** Opening DOCUMENT PASSAGE block **

A handful of D.C.-area startups — Arlington-based audience intelligence software firm Tunnl and D.C.’s Prolegis, a legal and policy tracking firm, for example — have recently enlisted the help of TGS Insights, a year-old D.C. consultancy that aims to help companies grow and scale.

And their CEOs say it’s been of great benefit, in part because the founder of that group has valuable credentials.

TGS Insights founder Tyler Sinclair was the chief research officer at one-time unicorn and decision intelligence firm Morning Consult until a year ago. Sinclair said there were “no shortage of lessons learned” that he now applies to helping his client software businesses scale and reach profitability — basically helping them mimic Morning Consult’s path, while coaching them on how to avoid pitfalls.

** Closing DOCUMENT PASSAGE block **
** Opening DATASET block **

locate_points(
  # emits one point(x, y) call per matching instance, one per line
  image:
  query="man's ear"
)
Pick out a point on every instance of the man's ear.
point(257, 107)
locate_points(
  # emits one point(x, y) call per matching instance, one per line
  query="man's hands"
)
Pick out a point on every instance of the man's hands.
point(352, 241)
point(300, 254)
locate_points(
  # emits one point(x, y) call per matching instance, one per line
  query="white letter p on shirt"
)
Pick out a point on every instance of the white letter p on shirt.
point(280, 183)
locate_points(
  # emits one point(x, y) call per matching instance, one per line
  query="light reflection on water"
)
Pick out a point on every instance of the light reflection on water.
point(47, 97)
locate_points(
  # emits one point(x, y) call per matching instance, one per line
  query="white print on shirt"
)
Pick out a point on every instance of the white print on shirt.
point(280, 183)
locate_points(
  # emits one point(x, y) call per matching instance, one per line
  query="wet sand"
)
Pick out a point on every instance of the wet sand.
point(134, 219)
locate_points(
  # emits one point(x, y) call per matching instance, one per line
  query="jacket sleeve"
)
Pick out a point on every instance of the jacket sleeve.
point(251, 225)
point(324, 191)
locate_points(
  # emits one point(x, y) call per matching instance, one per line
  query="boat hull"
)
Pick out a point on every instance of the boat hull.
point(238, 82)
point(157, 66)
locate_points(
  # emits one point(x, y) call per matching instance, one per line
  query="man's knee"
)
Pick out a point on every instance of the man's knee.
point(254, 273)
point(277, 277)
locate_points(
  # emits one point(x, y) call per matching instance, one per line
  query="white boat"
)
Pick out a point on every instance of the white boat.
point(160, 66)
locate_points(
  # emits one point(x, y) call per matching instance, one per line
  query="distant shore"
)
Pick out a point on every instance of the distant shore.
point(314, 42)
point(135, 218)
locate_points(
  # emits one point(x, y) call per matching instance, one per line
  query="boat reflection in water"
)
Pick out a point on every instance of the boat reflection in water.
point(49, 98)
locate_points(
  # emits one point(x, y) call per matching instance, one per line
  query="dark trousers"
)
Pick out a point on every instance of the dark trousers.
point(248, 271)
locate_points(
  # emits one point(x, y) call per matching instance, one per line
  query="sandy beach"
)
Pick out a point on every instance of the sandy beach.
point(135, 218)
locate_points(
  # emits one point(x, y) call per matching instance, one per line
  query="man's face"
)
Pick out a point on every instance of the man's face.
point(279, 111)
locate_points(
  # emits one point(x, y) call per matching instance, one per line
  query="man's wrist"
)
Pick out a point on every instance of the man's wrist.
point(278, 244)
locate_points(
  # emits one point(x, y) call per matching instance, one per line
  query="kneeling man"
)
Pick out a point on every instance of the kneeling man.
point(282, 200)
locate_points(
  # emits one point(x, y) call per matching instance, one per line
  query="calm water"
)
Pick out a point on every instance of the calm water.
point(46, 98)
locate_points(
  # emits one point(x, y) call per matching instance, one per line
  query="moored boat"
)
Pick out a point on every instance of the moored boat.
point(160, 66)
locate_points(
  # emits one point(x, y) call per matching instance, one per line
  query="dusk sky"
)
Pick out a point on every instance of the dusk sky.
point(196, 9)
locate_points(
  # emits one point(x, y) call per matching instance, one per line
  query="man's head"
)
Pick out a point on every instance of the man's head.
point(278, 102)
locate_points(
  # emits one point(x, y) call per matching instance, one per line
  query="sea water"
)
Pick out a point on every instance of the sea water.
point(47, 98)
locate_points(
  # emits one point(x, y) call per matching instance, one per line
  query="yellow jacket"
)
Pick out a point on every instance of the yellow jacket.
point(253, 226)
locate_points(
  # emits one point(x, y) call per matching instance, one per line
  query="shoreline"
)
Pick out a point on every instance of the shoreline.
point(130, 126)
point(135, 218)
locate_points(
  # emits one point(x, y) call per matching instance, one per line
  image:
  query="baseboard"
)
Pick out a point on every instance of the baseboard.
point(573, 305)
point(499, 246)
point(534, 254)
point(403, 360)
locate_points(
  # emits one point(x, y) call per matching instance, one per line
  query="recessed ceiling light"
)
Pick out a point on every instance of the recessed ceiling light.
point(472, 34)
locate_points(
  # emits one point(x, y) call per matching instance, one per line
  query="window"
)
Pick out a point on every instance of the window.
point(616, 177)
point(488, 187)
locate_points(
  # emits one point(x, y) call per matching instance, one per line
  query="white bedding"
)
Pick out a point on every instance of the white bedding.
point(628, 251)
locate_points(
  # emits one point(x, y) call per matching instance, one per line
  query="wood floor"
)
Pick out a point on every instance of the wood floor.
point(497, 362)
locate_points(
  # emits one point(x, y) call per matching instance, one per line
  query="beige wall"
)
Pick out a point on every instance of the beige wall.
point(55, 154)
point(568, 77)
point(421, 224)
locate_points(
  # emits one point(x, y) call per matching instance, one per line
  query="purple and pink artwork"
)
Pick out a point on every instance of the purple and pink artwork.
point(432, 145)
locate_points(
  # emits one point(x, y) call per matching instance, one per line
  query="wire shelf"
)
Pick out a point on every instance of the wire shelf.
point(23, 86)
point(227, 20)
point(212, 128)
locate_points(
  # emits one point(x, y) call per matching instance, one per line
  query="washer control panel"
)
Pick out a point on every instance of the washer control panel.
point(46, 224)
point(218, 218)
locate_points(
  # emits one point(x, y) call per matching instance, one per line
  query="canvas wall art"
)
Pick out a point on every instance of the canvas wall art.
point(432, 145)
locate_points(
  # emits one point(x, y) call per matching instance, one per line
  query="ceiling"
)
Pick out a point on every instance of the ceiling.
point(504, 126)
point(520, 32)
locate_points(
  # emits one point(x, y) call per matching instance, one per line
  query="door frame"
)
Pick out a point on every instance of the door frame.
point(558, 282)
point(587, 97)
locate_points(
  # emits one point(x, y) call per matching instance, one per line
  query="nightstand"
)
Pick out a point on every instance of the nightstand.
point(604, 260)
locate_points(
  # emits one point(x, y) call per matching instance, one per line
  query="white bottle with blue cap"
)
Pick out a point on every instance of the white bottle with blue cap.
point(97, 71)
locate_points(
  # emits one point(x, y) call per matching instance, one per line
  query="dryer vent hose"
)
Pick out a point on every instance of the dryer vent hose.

** Closing DATASET block **

→ **ABOUT THIS TASK**: Reproduce the passage about TGS Insights between "TGS Insights founder" and "to avoid pitfalls.", inclusive, changing "chief research officer" to "head of research".

→ **ANSWER FOR THIS EXERCISE**:
TGS Insights founder Tyler Sinclair was the head of research at one-time unicorn and decision intelligence firm Morning Consult until a year ago. Sinclair said there were “no shortage of lessons learned” that he now applies to helping his client software businesses scale and reach profitability — basically helping them mimic Morning Consult’s path, while coaching them on how to avoid pitfalls.